Texte de la page =
———

(New York) Mégaphone rouge et blanc à la main, lunettes noires sur le nez, Laura Loomer harangue les « bêtes de foire médiatiques » – sa formule pour décrire les journalistes qui l’entourent à l’extérieur du tribunal où doit s’ouvrir le procès de Donald Trump, en ce lundi de la mi-mars.

L’influenceuse d’extrême droite promet de revenir au même endroit chaque jour du procès pour répéter le même message qui orne son t-shirt, et ce, jusqu’à ce que les « “faux médias” publient la vérité ».

« Donald Trump n’a rien fait de mal », martèle-t-elle.

La pasionaria trumpiste enchaîne en accusant entre autres la femme de Juan Merchan, le juge chargé du procès, de travailler « littéralement » pour la procureure générale de l’État de New York, Letitia James.

« Dites-moi que ce n’est pas une chasse aux sorcières. En quoi cela est-il juste pour Donald Trump ? », demande-t-elle.

Durant l’heure du dîner, Donald Trump publiera sur Truth Social une vidéo de la scène. Des analystes se demanderont aussitôt s’il vient de violer une autre fois l’ordonnance de bâillon que lui a imposée le juge Merchan et qui lui interdit notamment de s’attaquer aux membres de la famille du magistrat.

Cette ordonnance sera au cœur d’une audience qui doit se dérouler devant le juge Merchan mardi, au lendemain des déclarations d’ouverture du procès de Donald Trump. Elle est assortie d’une amende et d’une peine d’emprisonnement pouvant aller jusqu’à 30 jours.

Et son élargissement, le 1er avril dernier, est dû en bonne partie à Laura Loomer, dont la présence dans l’orbite de Donald Trump inquiète certains de ses conseillers. Qui est-elle au juste ?

« Fière islamophobe »

———

Consignes de l'exercice =
1. D'après l'article sur Laura Loomer, quelle peine d'emprisonnement maximale est attachée à l'ordonnance de bâillon ?
2. Recopiez à l'identique l'article sur Laura Loomer, de « La pasionaria trumpiste » jusqu'à « aller jusqu’à 30 jours. » inclus.
3. Reprenez l'article sur Laura Loomer là où il s'interrompt et poursuivez-en la rédaction.
Les lignes qui suivent proviennent d'une autre source.

———

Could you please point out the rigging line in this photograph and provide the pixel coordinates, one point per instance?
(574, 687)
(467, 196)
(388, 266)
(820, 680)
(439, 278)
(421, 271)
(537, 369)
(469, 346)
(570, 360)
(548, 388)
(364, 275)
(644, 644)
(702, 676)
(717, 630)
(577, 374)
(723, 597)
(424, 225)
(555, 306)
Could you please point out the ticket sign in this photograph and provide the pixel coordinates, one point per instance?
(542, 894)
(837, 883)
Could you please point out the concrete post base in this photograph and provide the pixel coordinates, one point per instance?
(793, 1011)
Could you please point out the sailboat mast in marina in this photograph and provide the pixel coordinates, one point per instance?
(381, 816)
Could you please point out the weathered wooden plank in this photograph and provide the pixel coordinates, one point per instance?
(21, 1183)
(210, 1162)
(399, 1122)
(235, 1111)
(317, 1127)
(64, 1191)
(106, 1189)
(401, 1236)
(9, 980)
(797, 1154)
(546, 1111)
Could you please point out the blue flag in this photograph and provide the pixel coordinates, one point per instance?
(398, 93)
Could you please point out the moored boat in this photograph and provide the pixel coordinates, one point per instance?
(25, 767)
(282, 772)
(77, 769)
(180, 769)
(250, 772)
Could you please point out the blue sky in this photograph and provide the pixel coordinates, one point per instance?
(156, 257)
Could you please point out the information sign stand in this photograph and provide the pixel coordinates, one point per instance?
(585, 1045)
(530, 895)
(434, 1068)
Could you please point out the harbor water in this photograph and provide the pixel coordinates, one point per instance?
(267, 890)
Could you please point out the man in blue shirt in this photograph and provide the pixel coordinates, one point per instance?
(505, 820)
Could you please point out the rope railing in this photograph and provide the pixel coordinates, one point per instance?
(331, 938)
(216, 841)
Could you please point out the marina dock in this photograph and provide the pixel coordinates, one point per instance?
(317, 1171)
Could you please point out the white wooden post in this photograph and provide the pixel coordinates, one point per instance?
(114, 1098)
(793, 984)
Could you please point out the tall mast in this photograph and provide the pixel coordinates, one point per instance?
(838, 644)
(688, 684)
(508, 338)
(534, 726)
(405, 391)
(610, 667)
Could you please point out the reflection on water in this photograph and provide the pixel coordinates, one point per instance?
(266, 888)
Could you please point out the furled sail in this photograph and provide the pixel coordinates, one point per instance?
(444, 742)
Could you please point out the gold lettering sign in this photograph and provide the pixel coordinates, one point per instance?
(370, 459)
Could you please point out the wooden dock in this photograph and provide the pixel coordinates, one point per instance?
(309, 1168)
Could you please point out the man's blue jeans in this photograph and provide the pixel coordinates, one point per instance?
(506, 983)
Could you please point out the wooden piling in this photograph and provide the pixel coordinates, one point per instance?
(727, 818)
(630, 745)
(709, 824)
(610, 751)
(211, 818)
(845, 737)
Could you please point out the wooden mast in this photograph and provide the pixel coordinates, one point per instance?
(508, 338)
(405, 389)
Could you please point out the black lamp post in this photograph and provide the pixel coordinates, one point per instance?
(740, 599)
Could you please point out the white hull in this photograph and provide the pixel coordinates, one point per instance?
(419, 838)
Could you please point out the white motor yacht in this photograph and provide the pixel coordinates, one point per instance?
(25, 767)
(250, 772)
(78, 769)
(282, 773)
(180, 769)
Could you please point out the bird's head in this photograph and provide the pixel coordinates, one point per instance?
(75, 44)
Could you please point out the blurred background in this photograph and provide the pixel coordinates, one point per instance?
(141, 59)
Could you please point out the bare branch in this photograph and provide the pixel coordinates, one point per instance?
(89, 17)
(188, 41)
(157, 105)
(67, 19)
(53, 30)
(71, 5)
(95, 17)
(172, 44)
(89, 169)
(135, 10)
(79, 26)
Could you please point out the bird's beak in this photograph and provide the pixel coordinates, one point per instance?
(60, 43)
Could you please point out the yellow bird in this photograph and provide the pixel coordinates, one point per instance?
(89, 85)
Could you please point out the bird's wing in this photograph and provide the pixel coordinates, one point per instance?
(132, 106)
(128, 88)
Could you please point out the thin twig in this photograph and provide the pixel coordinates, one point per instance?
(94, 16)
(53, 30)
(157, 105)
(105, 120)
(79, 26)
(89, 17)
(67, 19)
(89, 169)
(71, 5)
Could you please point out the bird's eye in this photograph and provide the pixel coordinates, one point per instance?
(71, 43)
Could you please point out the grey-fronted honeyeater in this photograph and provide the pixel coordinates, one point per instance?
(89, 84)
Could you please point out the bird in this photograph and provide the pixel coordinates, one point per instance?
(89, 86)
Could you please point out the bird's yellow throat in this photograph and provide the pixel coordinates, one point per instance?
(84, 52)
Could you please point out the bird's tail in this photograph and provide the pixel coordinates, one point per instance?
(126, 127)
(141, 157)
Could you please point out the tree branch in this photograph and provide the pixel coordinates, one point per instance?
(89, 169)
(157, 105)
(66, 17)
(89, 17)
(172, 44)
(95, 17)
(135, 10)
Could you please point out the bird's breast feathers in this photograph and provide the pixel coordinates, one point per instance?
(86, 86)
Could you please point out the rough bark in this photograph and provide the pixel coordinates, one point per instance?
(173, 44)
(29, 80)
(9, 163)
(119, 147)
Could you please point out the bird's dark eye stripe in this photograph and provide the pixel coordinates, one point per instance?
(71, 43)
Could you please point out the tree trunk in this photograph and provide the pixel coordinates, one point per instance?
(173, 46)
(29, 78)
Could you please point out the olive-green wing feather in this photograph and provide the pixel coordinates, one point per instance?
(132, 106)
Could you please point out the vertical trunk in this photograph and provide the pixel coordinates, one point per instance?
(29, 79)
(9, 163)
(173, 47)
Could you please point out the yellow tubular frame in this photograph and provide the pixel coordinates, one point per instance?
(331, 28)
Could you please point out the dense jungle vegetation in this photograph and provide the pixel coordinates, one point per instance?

———

Réponses attendues =
1. Jusqu'à 30 jours d'emprisonnement.

2.
La pasionaria trumpiste enchaîne en accusant entre autres la femme de Juan Merchan, le juge chargé du procès, de travailler « littéralement » pour la procureure générale de l’État de New York, Letitia James.

« Dites-moi que ce n’est pas une chasse aux sorcières. En quoi cela est-il juste pour Donald Trump ? », demande-t-elle.

Durant l’heure du dîner, Donald Trump publiera sur Truth Social une vidéo de la scène. Des analystes se demanderont aussitôt s’il vient de violer une autre fois l’ordonnance de bâillon que lui a imposée le juge Merchan et qui lui interdit notamment de s’attaquer aux membres de la famille du magistrat.

Cette ordonnance sera au cœur d’une audience qui doit se dérouler devant le juge Merchan mardi, au lendemain des déclarations d’ouverture du procès de Donald Trump. Elle est assortie d’une amende et d’une peine d’emprisonnement pouvant aller jusqu’à 30 jours.

3.
Née il y a 30 ans dans une famille juive de Floride, cette protégée de Roger Stone, confident de longue date de Donald Trump, s’est déjà décrite comme une « fière islamophobe ». En juillet 2017, elle s’est ainsi réjouie sur Twitter de la noyade de plus de 2000 migrants, pour la plupart musulmans, qui tentaient de traverser la Méditerranée.

Quelques mois plus tard, elle a tenu sur le même réseau social des propos sur les chauffeurs musulmans qui lui ont valu d’être bannie à vie des services de covoiturage Uber et Lyft. PayPal, Venmo, Facebook et Twitter l’ont également déclarée persona non grata.

Réintégrée par X, successeur de Twitter, Laura Loomer a renoncé à son étiquette d’islamophobe. Mais elle n’a pas renié ses accointances avec le nationalisme blanc. « Oui, je suis pour le nationalisme blanc », a-t-elle déclaré lors d’une balado diffusée en 2017.

Mais il y a une différence entre le nationalisme blanc et le suprémacisme blanc, n’est-ce pas ? Et beaucoup de libéraux et de juifs marxistes mondialistes de gauche ne le comprennent pas. Ce pays a été construit comme un ethno-État judéo-chrétien blanc, essentiellement. Avec le temps, l’immigration et tous ces appels à la diversité commencent à détruire ce pays.

Laura Loomer

Le New York Times a ressorti cette déclaration en avril 2023 dans un article portant sur la volonté de Donald Trump de confier à Laura Loomer un rôle officiel dans sa campagne présidentielle. Ce projet d’embauche a été bloqué par la codirectrice de la campagne, selon le site Axios.

Mais Donald Trump a continué à s’appuyer sur Laura Loomer, rediffusant sur Truth Social ses vidéos et messages incessants attaquant ses cibles préférées, de Ron DeSantis à Nikki Haley en passant par les migrants.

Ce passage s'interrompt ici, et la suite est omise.